Your objective
Find every line in the items below that contains the word "cabinet", and copy each of those lines.

Outline entries for labeled areas
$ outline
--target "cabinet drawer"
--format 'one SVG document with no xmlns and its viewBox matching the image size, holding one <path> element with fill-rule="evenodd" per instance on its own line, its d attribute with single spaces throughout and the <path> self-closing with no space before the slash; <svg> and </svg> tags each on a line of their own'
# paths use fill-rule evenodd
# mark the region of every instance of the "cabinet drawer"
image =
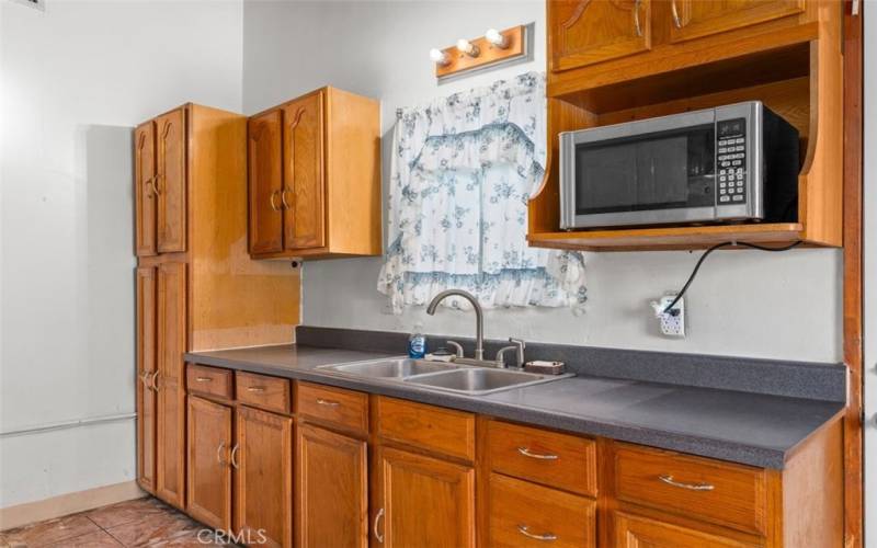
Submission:
<svg viewBox="0 0 877 548">
<path fill-rule="evenodd" d="M 281 413 L 292 411 L 291 387 L 287 379 L 244 372 L 237 372 L 236 378 L 237 397 L 241 403 Z"/>
<path fill-rule="evenodd" d="M 593 439 L 490 421 L 487 450 L 492 470 L 596 495 L 596 447 Z"/>
<path fill-rule="evenodd" d="M 490 475 L 489 546 L 596 546 L 591 499 Z"/>
<path fill-rule="evenodd" d="M 615 489 L 623 501 L 763 534 L 766 472 L 677 453 L 619 445 Z"/>
<path fill-rule="evenodd" d="M 368 432 L 368 395 L 310 383 L 296 383 L 296 412 L 305 419 Z"/>
<path fill-rule="evenodd" d="M 475 458 L 475 415 L 392 398 L 378 398 L 377 431 L 386 439 L 452 457 Z"/>
<path fill-rule="evenodd" d="M 231 399 L 231 372 L 216 367 L 189 364 L 185 369 L 185 386 L 190 392 L 200 392 L 217 398 Z"/>
</svg>

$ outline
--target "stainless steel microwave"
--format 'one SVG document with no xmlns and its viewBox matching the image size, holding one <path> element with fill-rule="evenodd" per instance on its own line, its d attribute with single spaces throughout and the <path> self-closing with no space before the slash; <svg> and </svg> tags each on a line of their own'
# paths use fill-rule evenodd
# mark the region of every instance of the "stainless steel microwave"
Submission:
<svg viewBox="0 0 877 548">
<path fill-rule="evenodd" d="M 560 228 L 795 221 L 798 132 L 750 101 L 560 134 Z"/>
</svg>

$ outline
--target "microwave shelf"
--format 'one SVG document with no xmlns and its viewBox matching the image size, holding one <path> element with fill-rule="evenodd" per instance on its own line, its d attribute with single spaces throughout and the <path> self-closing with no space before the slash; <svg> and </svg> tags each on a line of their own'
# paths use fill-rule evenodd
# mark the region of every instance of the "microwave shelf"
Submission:
<svg viewBox="0 0 877 548">
<path fill-rule="evenodd" d="M 764 222 L 540 232 L 531 233 L 527 240 L 535 248 L 583 251 L 674 250 L 708 248 L 725 241 L 789 244 L 805 240 L 802 230 L 800 222 Z"/>
</svg>

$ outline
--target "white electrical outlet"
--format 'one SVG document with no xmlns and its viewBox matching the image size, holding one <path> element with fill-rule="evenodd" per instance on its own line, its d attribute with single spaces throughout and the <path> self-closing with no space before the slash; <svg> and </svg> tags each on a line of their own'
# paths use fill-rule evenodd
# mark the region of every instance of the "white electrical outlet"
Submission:
<svg viewBox="0 0 877 548">
<path fill-rule="evenodd" d="M 685 298 L 679 299 L 673 308 L 667 310 L 667 307 L 673 302 L 676 294 L 667 294 L 661 297 L 659 301 L 652 301 L 651 306 L 654 309 L 654 317 L 661 323 L 661 333 L 667 336 L 685 336 Z"/>
</svg>

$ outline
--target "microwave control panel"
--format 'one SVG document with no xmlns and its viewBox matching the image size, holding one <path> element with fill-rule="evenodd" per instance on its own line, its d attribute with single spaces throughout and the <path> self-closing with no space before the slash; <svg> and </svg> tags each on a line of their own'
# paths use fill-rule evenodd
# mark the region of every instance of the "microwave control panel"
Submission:
<svg viewBox="0 0 877 548">
<path fill-rule="evenodd" d="M 718 199 L 719 205 L 744 204 L 747 201 L 747 121 L 718 122 Z"/>
</svg>

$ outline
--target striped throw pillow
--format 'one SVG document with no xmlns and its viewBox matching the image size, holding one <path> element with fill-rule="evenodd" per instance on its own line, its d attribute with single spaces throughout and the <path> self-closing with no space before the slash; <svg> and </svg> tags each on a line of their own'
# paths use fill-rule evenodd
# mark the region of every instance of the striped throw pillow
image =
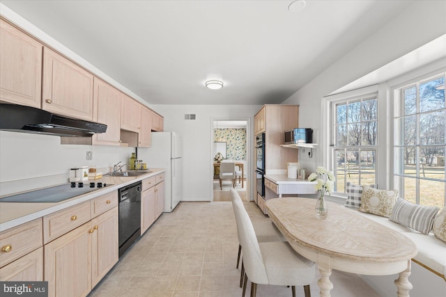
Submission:
<svg viewBox="0 0 446 297">
<path fill-rule="evenodd" d="M 389 219 L 427 234 L 432 230 L 433 219 L 438 212 L 438 207 L 415 204 L 404 199 L 398 198 Z"/>
</svg>

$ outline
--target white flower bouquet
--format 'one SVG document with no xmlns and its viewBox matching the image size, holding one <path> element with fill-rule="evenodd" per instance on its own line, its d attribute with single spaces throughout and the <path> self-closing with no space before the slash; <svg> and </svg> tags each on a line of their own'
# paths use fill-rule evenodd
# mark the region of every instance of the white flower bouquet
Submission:
<svg viewBox="0 0 446 297">
<path fill-rule="evenodd" d="M 223 160 L 223 155 L 221 152 L 218 152 L 215 156 L 214 156 L 214 161 L 215 162 L 221 162 Z"/>
<path fill-rule="evenodd" d="M 312 173 L 308 177 L 308 180 L 309 182 L 317 182 L 314 188 L 319 193 L 319 197 L 323 196 L 325 193 L 330 195 L 334 189 L 334 175 L 333 175 L 333 172 L 321 166 L 318 167 L 316 172 L 316 173 Z"/>
</svg>

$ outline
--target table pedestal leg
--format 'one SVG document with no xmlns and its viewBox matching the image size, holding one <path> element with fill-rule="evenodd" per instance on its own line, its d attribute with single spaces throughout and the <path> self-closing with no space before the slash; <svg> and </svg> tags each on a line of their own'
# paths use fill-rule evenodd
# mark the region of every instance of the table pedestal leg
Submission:
<svg viewBox="0 0 446 297">
<path fill-rule="evenodd" d="M 332 275 L 332 270 L 323 271 L 319 269 L 321 279 L 318 280 L 318 284 L 321 289 L 321 297 L 330 297 L 330 291 L 333 289 L 333 283 L 330 281 L 330 275 Z"/>
<path fill-rule="evenodd" d="M 395 280 L 395 284 L 398 288 L 397 292 L 398 297 L 409 297 L 409 291 L 412 289 L 412 284 L 409 282 L 408 278 L 410 275 L 410 260 L 409 266 L 403 272 L 399 273 L 399 278 Z"/>
</svg>

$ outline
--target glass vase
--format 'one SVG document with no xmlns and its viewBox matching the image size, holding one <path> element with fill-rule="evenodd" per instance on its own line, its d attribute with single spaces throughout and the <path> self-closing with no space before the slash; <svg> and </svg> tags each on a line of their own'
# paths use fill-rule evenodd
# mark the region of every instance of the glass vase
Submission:
<svg viewBox="0 0 446 297">
<path fill-rule="evenodd" d="M 328 208 L 327 207 L 327 202 L 325 201 L 323 195 L 325 192 L 323 191 L 318 191 L 319 198 L 318 200 L 316 202 L 316 217 L 319 220 L 325 220 L 327 218 L 327 216 L 328 216 Z"/>
</svg>

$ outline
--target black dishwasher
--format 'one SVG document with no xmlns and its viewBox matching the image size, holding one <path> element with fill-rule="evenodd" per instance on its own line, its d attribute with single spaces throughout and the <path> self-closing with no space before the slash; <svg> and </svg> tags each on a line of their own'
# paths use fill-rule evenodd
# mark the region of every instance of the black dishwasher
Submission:
<svg viewBox="0 0 446 297">
<path fill-rule="evenodd" d="M 141 235 L 141 182 L 121 188 L 119 197 L 119 257 Z"/>
</svg>

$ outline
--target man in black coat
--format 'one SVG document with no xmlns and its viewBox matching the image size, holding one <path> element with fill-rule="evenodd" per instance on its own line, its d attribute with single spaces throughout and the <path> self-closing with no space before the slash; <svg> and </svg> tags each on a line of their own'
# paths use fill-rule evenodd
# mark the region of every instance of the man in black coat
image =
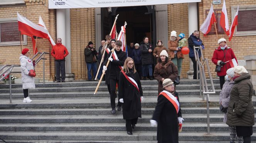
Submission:
<svg viewBox="0 0 256 143">
<path fill-rule="evenodd" d="M 110 86 L 110 103 L 112 108 L 111 112 L 112 114 L 116 113 L 115 99 L 117 97 L 116 93 L 116 85 L 117 84 L 118 85 L 119 74 L 122 68 L 121 66 L 123 66 L 125 61 L 127 58 L 126 53 L 123 52 L 121 50 L 122 44 L 122 42 L 121 41 L 117 41 L 116 42 L 116 45 L 115 47 L 115 49 L 113 51 L 115 53 L 115 53 L 117 57 L 115 56 L 114 54 L 112 55 L 112 56 L 110 57 L 112 52 L 111 51 L 108 55 L 108 57 L 103 63 L 103 69 L 106 70 L 106 65 L 108 61 L 109 60 L 111 62 L 109 63 L 110 69 L 109 70 L 108 77 L 107 78 L 109 79 L 109 85 Z M 116 59 L 116 58 L 118 59 Z M 121 110 L 121 103 L 118 100 L 117 104 L 118 110 Z"/>
</svg>

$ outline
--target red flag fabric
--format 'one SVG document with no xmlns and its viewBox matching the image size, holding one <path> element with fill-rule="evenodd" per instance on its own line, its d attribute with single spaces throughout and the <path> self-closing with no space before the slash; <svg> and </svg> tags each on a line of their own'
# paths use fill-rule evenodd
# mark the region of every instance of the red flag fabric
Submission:
<svg viewBox="0 0 256 143">
<path fill-rule="evenodd" d="M 227 13 L 225 0 L 223 0 L 223 6 L 222 7 L 221 20 L 220 21 L 221 26 L 223 29 L 226 35 L 229 35 L 229 21 L 227 18 Z"/>
<path fill-rule="evenodd" d="M 211 4 L 211 8 L 205 20 L 200 26 L 200 31 L 204 33 L 204 36 L 208 34 L 212 28 L 212 25 L 216 22 L 216 18 L 213 11 L 212 5 Z"/>
<path fill-rule="evenodd" d="M 18 25 L 19 30 L 20 31 L 21 34 L 26 35 L 31 37 L 33 43 L 33 49 L 34 53 L 37 52 L 37 49 L 35 47 L 35 41 L 33 36 L 49 39 L 48 31 L 40 26 L 35 24 L 30 21 L 27 19 L 17 13 L 18 16 Z"/>
<path fill-rule="evenodd" d="M 111 33 L 111 39 L 116 39 L 116 24 L 115 24 L 113 28 L 113 31 L 112 33 Z"/>
<path fill-rule="evenodd" d="M 237 10 L 236 10 L 236 15 L 235 15 L 235 17 L 234 18 L 233 21 L 232 21 L 232 24 L 231 24 L 231 26 L 230 26 L 230 28 L 229 29 L 229 40 L 230 41 L 231 41 L 231 39 L 232 39 L 233 37 L 233 35 L 234 33 L 235 32 L 235 30 L 236 29 L 236 26 L 237 25 L 238 23 L 237 22 L 237 18 L 238 16 L 238 9 L 239 8 L 239 7 L 237 6 Z"/>
</svg>

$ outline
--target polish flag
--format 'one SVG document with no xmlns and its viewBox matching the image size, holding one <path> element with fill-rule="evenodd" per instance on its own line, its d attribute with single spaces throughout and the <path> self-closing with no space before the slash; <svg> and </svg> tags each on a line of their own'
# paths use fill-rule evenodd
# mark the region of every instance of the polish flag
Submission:
<svg viewBox="0 0 256 143">
<path fill-rule="evenodd" d="M 45 29 L 48 31 L 48 30 L 47 30 L 47 28 L 46 28 L 46 26 L 45 26 L 45 25 L 44 24 L 44 21 L 43 21 L 43 19 L 42 19 L 42 17 L 41 17 L 41 16 L 40 15 L 39 16 L 39 21 L 38 22 L 38 25 L 44 27 L 44 29 Z M 54 41 L 53 41 L 53 39 L 52 39 L 52 37 L 51 37 L 51 35 L 50 35 L 50 33 L 49 33 L 49 32 L 48 32 L 48 36 L 49 36 L 49 38 L 50 38 L 50 39 L 48 39 L 48 40 L 49 40 L 49 42 L 50 42 L 50 43 L 52 45 L 52 47 L 53 47 L 56 44 L 55 44 L 55 42 L 54 42 Z"/>
<path fill-rule="evenodd" d="M 230 35 L 229 35 L 229 40 L 230 41 L 231 41 L 231 39 L 233 37 L 233 35 L 234 33 L 235 32 L 235 30 L 236 29 L 236 26 L 237 25 L 238 23 L 237 22 L 237 17 L 238 16 L 238 9 L 239 8 L 239 6 L 237 6 L 237 10 L 236 10 L 236 15 L 235 15 L 235 17 L 234 18 L 233 21 L 232 21 L 232 24 L 231 24 L 231 26 L 230 26 L 230 29 L 229 29 L 229 33 Z"/>
<path fill-rule="evenodd" d="M 222 7 L 221 20 L 220 21 L 221 26 L 227 35 L 229 35 L 229 21 L 227 18 L 227 13 L 225 0 L 223 1 L 223 6 Z"/>
<path fill-rule="evenodd" d="M 17 13 L 19 30 L 21 34 L 26 35 L 31 37 L 33 43 L 33 50 L 34 54 L 37 52 L 35 47 L 35 41 L 33 36 L 35 36 L 44 38 L 49 39 L 48 31 L 41 26 L 36 25 Z"/>
<path fill-rule="evenodd" d="M 211 31 L 212 25 L 214 23 L 214 22 L 216 22 L 216 18 L 212 5 L 211 4 L 209 13 L 205 20 L 200 26 L 200 31 L 204 33 L 204 36 L 206 35 Z"/>
</svg>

Task answer
--target "cabinet drawer"
# mark the region of every instance of the "cabinet drawer"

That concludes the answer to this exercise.